== To be done ==
Transcribe every line exactly and omit anything that is a picture.

== Entries provided ==
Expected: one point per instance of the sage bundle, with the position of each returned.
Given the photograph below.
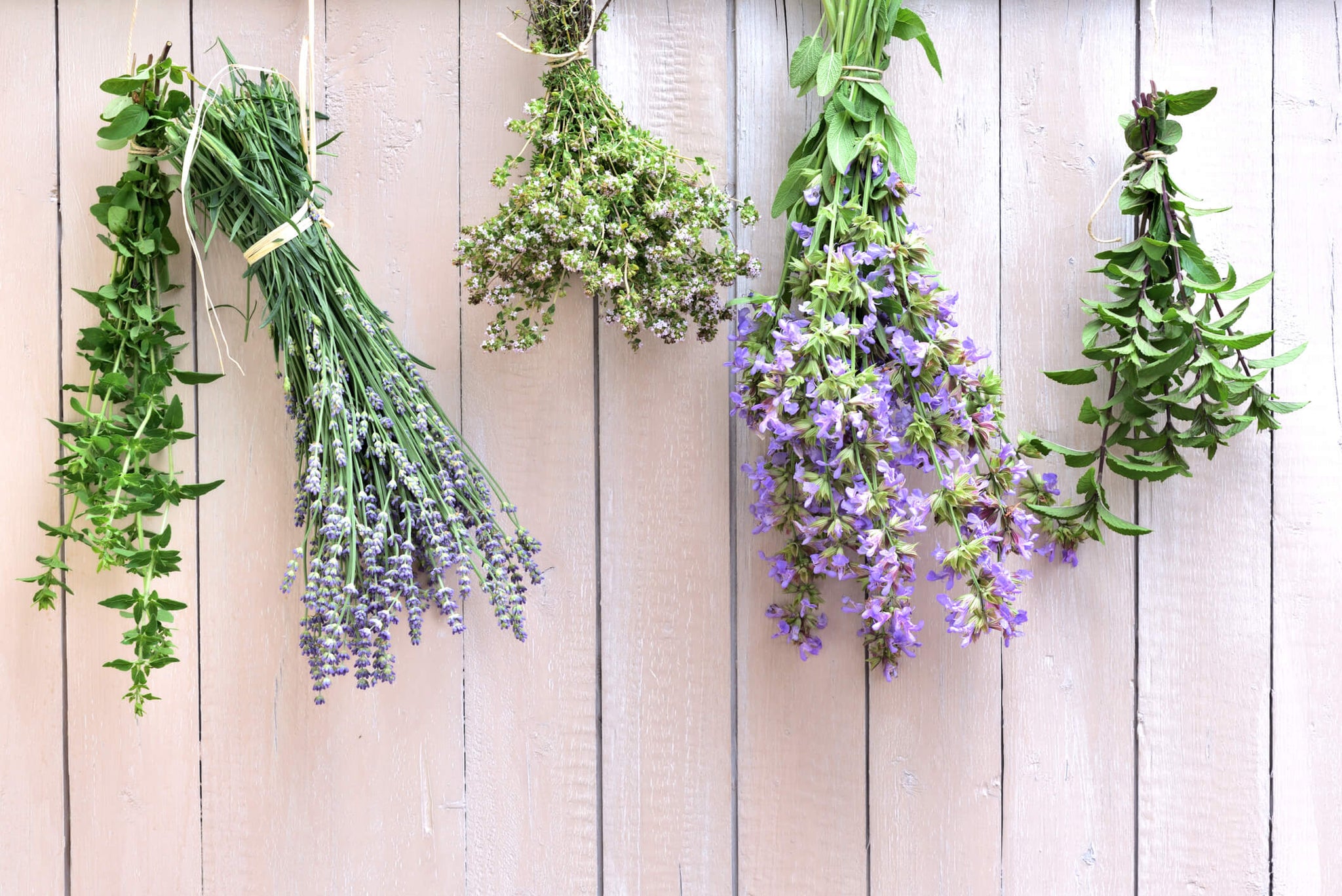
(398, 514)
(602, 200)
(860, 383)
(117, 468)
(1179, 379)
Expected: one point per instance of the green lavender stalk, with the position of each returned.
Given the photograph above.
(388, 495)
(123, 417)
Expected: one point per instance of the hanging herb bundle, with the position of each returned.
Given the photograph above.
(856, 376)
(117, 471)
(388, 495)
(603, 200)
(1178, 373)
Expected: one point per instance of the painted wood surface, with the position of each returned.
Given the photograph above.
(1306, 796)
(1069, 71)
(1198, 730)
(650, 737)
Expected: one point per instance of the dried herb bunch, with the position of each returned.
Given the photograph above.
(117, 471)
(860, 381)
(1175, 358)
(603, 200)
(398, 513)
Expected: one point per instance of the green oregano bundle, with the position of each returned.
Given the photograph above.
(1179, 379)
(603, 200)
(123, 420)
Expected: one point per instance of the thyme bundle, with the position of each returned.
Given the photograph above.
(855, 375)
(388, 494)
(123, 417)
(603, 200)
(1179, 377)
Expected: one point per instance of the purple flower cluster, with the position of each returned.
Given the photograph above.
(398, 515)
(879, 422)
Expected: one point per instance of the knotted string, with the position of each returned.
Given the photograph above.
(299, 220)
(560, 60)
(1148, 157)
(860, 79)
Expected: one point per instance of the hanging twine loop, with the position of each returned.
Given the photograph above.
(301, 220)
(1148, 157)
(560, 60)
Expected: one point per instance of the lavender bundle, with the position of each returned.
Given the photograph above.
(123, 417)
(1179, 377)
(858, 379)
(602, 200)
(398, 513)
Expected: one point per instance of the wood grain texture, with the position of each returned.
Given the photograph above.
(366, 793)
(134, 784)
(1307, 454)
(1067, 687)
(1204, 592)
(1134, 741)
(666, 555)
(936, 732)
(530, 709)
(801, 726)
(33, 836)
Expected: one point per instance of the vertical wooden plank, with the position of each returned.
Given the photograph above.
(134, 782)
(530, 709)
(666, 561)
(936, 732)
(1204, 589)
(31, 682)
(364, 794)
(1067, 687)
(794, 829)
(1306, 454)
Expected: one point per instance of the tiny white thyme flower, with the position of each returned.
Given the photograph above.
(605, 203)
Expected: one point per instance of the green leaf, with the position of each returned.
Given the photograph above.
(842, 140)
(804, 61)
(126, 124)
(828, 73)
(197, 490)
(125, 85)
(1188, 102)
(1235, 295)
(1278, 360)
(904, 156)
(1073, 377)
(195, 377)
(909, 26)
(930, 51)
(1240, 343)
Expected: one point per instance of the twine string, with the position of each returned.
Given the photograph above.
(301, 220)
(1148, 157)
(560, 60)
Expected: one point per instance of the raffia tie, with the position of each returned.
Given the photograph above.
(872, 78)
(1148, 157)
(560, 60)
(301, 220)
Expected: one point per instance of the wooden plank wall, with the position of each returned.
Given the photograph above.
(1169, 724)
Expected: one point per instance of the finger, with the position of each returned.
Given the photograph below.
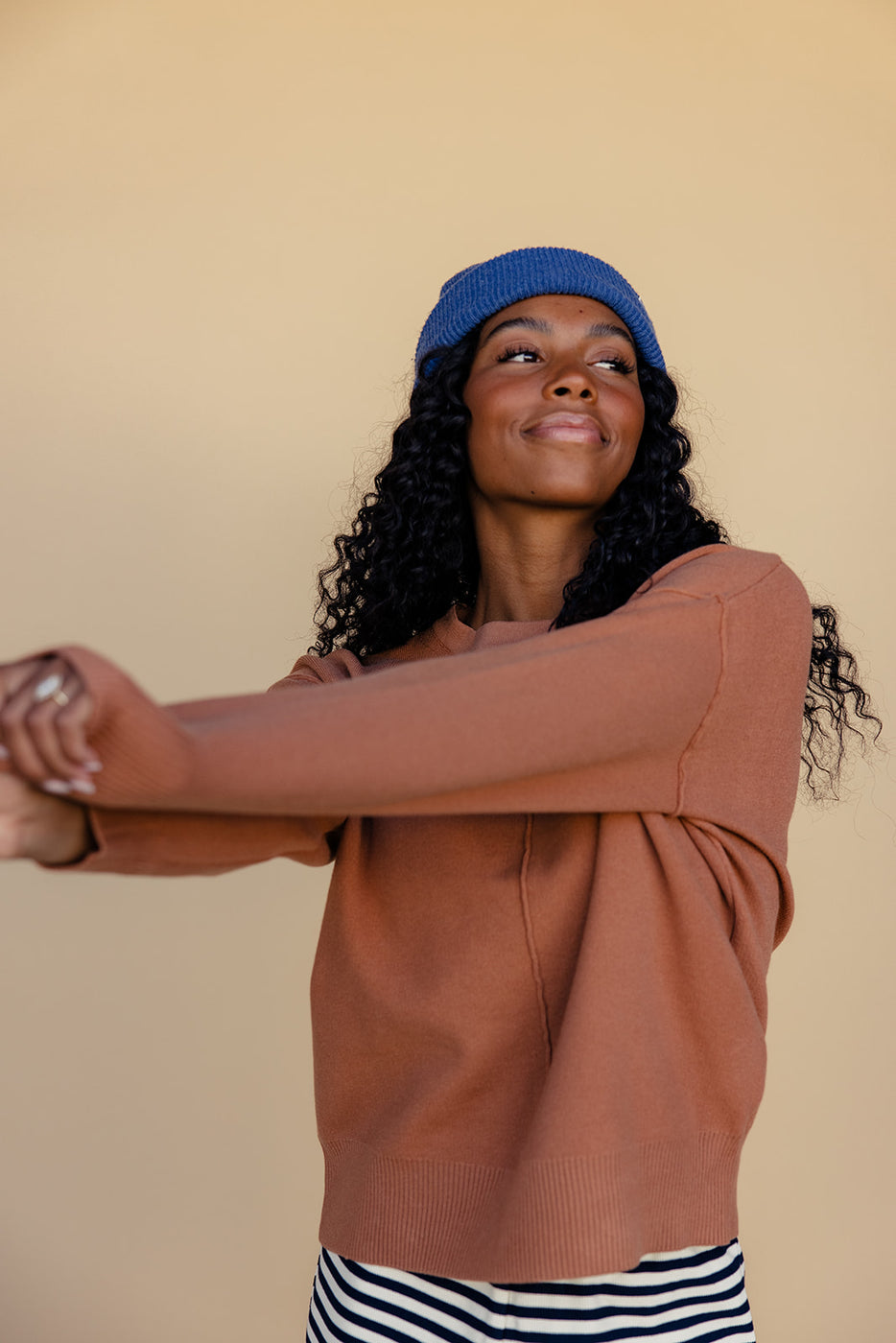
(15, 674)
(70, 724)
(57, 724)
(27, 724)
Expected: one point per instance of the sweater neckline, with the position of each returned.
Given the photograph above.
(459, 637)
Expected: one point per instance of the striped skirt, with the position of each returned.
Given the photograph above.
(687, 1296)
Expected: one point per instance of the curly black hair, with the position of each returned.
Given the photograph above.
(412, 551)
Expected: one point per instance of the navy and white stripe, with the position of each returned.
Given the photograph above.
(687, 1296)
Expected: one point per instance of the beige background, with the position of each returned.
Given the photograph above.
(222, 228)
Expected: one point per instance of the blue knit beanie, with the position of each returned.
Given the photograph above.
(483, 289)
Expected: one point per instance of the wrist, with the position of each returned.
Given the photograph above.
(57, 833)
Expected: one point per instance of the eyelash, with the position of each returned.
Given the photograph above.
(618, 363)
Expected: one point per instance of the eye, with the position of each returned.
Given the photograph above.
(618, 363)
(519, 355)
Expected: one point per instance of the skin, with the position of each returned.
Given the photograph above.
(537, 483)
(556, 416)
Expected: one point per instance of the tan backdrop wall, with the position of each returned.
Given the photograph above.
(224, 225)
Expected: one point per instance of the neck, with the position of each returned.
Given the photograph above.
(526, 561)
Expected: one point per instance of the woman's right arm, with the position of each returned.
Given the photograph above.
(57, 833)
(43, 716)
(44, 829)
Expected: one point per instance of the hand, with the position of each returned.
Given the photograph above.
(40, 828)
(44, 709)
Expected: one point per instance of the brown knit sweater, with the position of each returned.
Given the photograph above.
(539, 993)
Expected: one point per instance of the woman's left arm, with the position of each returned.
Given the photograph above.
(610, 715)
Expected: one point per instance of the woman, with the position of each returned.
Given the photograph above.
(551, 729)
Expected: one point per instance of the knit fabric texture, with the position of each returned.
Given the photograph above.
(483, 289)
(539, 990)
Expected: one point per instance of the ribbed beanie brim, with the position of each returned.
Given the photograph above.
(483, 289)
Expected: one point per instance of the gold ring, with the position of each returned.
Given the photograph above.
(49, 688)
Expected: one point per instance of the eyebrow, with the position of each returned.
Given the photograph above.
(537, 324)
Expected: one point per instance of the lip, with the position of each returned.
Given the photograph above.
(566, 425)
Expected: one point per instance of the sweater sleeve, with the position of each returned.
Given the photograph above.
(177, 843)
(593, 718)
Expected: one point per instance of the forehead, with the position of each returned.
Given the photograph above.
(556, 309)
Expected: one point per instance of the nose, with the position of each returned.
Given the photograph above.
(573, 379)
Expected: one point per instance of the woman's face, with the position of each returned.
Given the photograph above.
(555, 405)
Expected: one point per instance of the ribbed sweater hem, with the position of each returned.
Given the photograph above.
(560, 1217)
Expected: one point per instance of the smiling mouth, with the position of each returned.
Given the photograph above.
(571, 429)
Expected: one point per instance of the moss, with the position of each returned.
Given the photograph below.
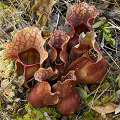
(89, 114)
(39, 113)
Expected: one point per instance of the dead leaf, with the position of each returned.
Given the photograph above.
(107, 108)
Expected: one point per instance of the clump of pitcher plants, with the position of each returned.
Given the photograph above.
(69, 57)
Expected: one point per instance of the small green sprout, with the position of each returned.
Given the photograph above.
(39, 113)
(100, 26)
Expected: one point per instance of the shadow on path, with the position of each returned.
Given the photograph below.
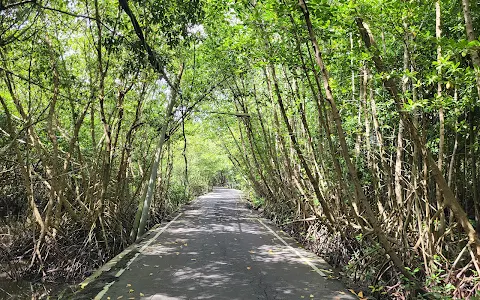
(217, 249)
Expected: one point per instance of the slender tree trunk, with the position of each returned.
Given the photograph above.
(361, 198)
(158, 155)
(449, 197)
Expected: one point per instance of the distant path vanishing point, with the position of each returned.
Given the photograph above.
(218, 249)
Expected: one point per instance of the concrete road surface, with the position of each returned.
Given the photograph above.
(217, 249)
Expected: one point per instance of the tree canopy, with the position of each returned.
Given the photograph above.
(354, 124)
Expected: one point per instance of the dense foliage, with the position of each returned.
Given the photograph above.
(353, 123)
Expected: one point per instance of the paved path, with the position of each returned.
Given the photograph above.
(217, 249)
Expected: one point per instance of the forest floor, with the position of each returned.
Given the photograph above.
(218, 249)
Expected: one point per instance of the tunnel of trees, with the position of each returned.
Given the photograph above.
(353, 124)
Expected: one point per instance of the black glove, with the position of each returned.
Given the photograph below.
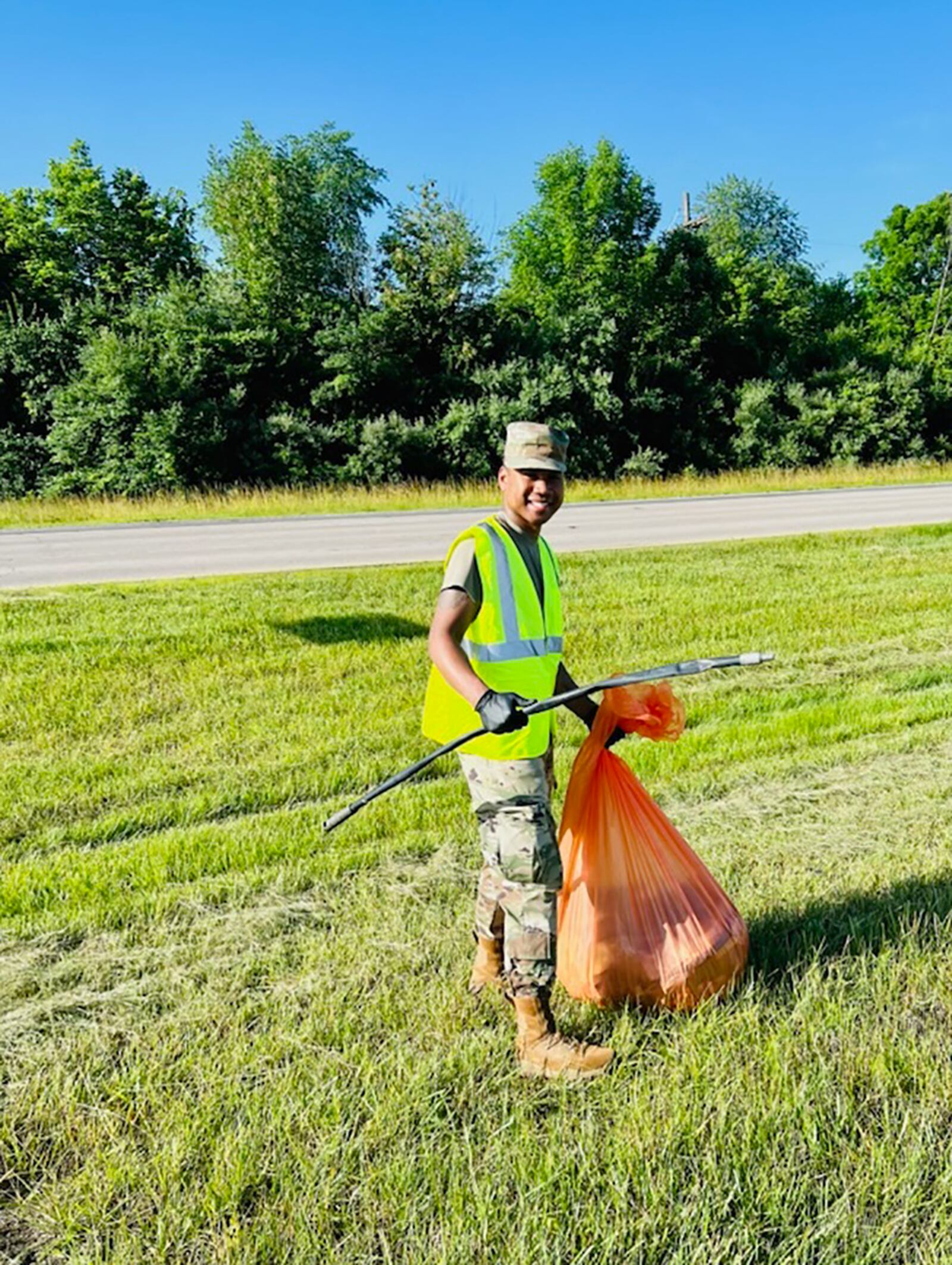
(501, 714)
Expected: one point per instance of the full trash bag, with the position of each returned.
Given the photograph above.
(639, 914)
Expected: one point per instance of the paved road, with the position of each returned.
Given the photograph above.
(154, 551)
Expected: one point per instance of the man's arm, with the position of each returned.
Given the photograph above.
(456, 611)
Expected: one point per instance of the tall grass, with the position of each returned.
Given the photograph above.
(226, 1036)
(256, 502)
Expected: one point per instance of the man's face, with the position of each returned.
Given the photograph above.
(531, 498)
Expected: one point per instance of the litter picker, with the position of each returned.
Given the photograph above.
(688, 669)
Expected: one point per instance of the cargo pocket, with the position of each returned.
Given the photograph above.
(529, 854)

== Final result ==
Expected: one point per instance of the sage bundle, with the position of each returned.
Given the photograph below.
(398, 514)
(602, 200)
(860, 383)
(117, 468)
(1179, 379)
Expected: one point per instance of the green lavender stalk, with the position of each returned.
Given the photograph above.
(388, 495)
(123, 417)
Expected: one point per instance of the hanging herb bundle, with the position of each returned.
Given the photograph above.
(856, 376)
(117, 471)
(388, 495)
(603, 200)
(1178, 373)
Expected: one point per instance of the painted wood surface, with the position of each returned.
Given the photograph above.
(1306, 796)
(1069, 71)
(1198, 730)
(650, 737)
Expected: one point per instance of the dried herb bunch, with the position of each returned.
Given the photograph above.
(117, 471)
(860, 381)
(1175, 358)
(603, 200)
(398, 513)
Expected: one point per instance of the green oregano bundle, with the position of each returned.
Given the photograph above.
(1179, 379)
(603, 200)
(123, 420)
Expected: one point per instance of the thyme bundle, with the position of each returned.
Given the photograph above.
(855, 375)
(388, 494)
(123, 417)
(603, 200)
(1179, 377)
Expected: one point per instance of the purple flower cluster, with the position of each returned.
Given the photograph above.
(398, 515)
(879, 422)
Expected: one point per instance of the knotted string, with the position of each returned.
Given the photograph above.
(299, 220)
(560, 60)
(1148, 157)
(860, 79)
Expected: one point per instance of the hanging twine loop, with the position of each returned.
Given the photograph above.
(301, 220)
(1148, 157)
(560, 60)
Expected: one point per instance of the lavender bundle, with the position of each returned.
Given the photograph above.
(123, 417)
(1179, 377)
(858, 379)
(602, 200)
(398, 513)
Expected: one point per instance of the wood grain texture, with the position of each returned.
Given the photograph above.
(366, 793)
(134, 784)
(1307, 454)
(1067, 687)
(1204, 592)
(1134, 741)
(666, 555)
(936, 732)
(530, 709)
(801, 726)
(33, 836)
Expected: one point per instance of the vertical wooden plank, with the position of each returned.
Given the photograph above.
(134, 782)
(530, 709)
(666, 561)
(936, 732)
(1204, 589)
(31, 682)
(364, 794)
(1067, 687)
(794, 829)
(1306, 454)
Expected: one point per instance of the tiny white thyme flower, with the position of each returned.
Given the photograph above.
(605, 203)
Expected: one point per instance of the green leaf, with the position of each returned.
Given the photograph above.
(842, 140)
(804, 61)
(126, 124)
(828, 73)
(197, 490)
(125, 85)
(1188, 102)
(1235, 295)
(1278, 360)
(904, 156)
(1073, 377)
(195, 377)
(909, 26)
(930, 51)
(1240, 343)
Expected: one point per instance of the twine string, with the position of each returned.
Given the photograph above.
(301, 220)
(1148, 157)
(560, 60)
Expected: one point per instance of the raffia tie, with the position of each returned.
Given the photograph above.
(872, 78)
(1148, 157)
(560, 60)
(301, 220)
Expected: one point per instance of the wooden plank wall, with the position of each returned.
Given the photograph above.
(1169, 724)
Expected: one point per instance of the finger, with the position of each returned.
Given the photograph below.
(15, 674)
(70, 724)
(57, 724)
(27, 724)
Expected: one point per instance of the sweater neckline, with the position of each returned.
Given the photograph above.
(459, 637)
Expected: one point per instance of the striped skirt, with the position of each returned.
Given the photograph above.
(687, 1296)
Expected: one point per instance of the curly black hair, with the position of each returned.
Given the photograph above.
(412, 551)
Expected: one point per instance of the navy and white stripe, with the position of each returned.
Given the photograph above.
(687, 1296)
Expected: one point per instance of the beige background, with the position of each returned.
Given the photograph above.
(222, 228)
Expected: one point per instance of the blue knit beanie, with the position of each returned.
Given the photograph above.
(483, 289)
Expected: one point per instance of the wrist, with the position of each returned.
Given the photograph above.
(57, 833)
Expected: one point per instance of the eyelash, with the position of each returned.
Given the photograph above.
(618, 363)
Expected: one point per instance of the eye, with the position of each returned.
Given the photograph above.
(618, 363)
(519, 355)
Expected: one point per instance of the skin, with the position of each returned.
Given the photograph above.
(537, 483)
(556, 416)
Expected: one point per instance of the tan backdrop wall, with the position of each returned.
Given the photograph above.
(224, 225)
Expected: one point per instance of the neck, with the position of each returned.
Given the photograph above.
(526, 561)
Expected: one point per instance of the woman's right arm, with the position of each returned.
Given the photograph above.
(57, 833)
(43, 716)
(44, 829)
Expected: one point per instance of the hand, with the position of each returned.
Given the photograph above.
(40, 828)
(44, 709)
Expected: one point per instance of the brown knit sweater, with the position of each returned.
Given the photograph above.
(539, 993)
Expected: one point per instance of the woman's left arm, with the position of each returned.
Given the photograph above.
(610, 715)
Expected: one point per instance of the woman, with the position of each returned.
Given the photograph above.
(551, 729)
Expected: one point per instance of the knit fabric texture, with the position of each returned.
Given the photograph above.
(483, 289)
(539, 990)
Expected: one point per instance of the ribbed beanie brim, with the position of each returned.
Given the photograph above.
(483, 289)
Expected: one point per instance of the gold ring, with the position of each returned.
Given the photograph above.
(49, 688)
Expected: one point per instance of the eyebrow, with the position of each returned.
Given the photograph above.
(537, 324)
Expected: one point per instance of the lip, with the position of each returned.
Given the photograph above.
(566, 425)
Expected: one point per instance of the sweater sleeve, with the position of each returned.
Given the photograph above.
(177, 843)
(593, 718)
Expected: one point per instance of the forehead, with the position of each returned.
Given the photograph above.
(556, 309)
Expected: one point per instance of the nose, with the position of each returned.
Given the photograph above.
(573, 379)
Expected: one point per instance of the woman's face, with the position of each returned.
Given the photograph above.
(555, 405)
Expected: one point per instance of the ribbed sweater hem, with the position of each returned.
Given the photograph above.
(560, 1217)
Expected: one point per instance of the smiling mouth, with the position of each returned.
Given the photograph above.
(571, 429)
Expected: one point per instance of the moss, with the position of each returned.
Given the photograph below.
(89, 114)
(39, 113)
Expected: one point per instance of the dead leaf, with the position of each returned.
Given the photograph above.
(107, 108)
Expected: one point per instance of the clump of pitcher plants, with the position of each returned.
Given the photograph above.
(69, 57)
Expected: one point per instance of the small green sprout, with the position of each returned.
Given the photograph above.
(39, 113)
(100, 26)
Expected: one point per instance of the shadow on path, with the position of each returned.
Given the photograph below.
(217, 249)
Expected: one point per instance of the slender tree trunk, with the position of each returned.
Given the photograph above.
(361, 198)
(158, 155)
(449, 197)
Expected: one point per instance of the distant path vanishing point, with the position of each returned.
Given the photograph above.
(218, 249)
Expected: one point per instance of the concrete road surface, with the position of each returned.
Given the photograph above.
(217, 249)
Expected: one point per instance of the tree canopy, with the position of each returned.
Given the photograph above.
(354, 124)
Expected: one point per instance of the dense foliage, with the position of each returned.
Given the photograph above.
(353, 123)
Expected: one point per instance of the paved path, with the position of each returned.
Given the photograph above.
(217, 249)
Expected: one point per instance of the forest floor, with the position of each returned.
Given the photograph above.
(218, 249)
Expected: one point per instance of the tunnel of trees, with the position of each returned.
Given the photograph above.
(353, 124)
Expected: one point per instance of the black glove, with the position of each returned.
Given the photograph below.
(501, 714)
Expected: one point per instance of the full trash bag, with the position of each returned.
Given the photograph above.
(639, 914)
Expected: one point per instance of the paved road, with the position of each returned.
Given the photograph above.
(154, 551)
Expected: one point per instance of the man's arm, with the position of each returned.
Given the photograph above.
(456, 611)
Expected: one point per instance of the tall grass, with the position of each returned.
Given the photograph above.
(226, 1036)
(256, 502)
Expected: one point per instance of the man's face, with the position of each returned.
Given the photograph above.
(531, 498)
Expected: one point per instance of the litter picker, with the position of each returned.
Given the photograph above.
(688, 669)
Expected: one point per instance of the cargo pocket, with the position of each returned.
Given the photograph above.
(529, 854)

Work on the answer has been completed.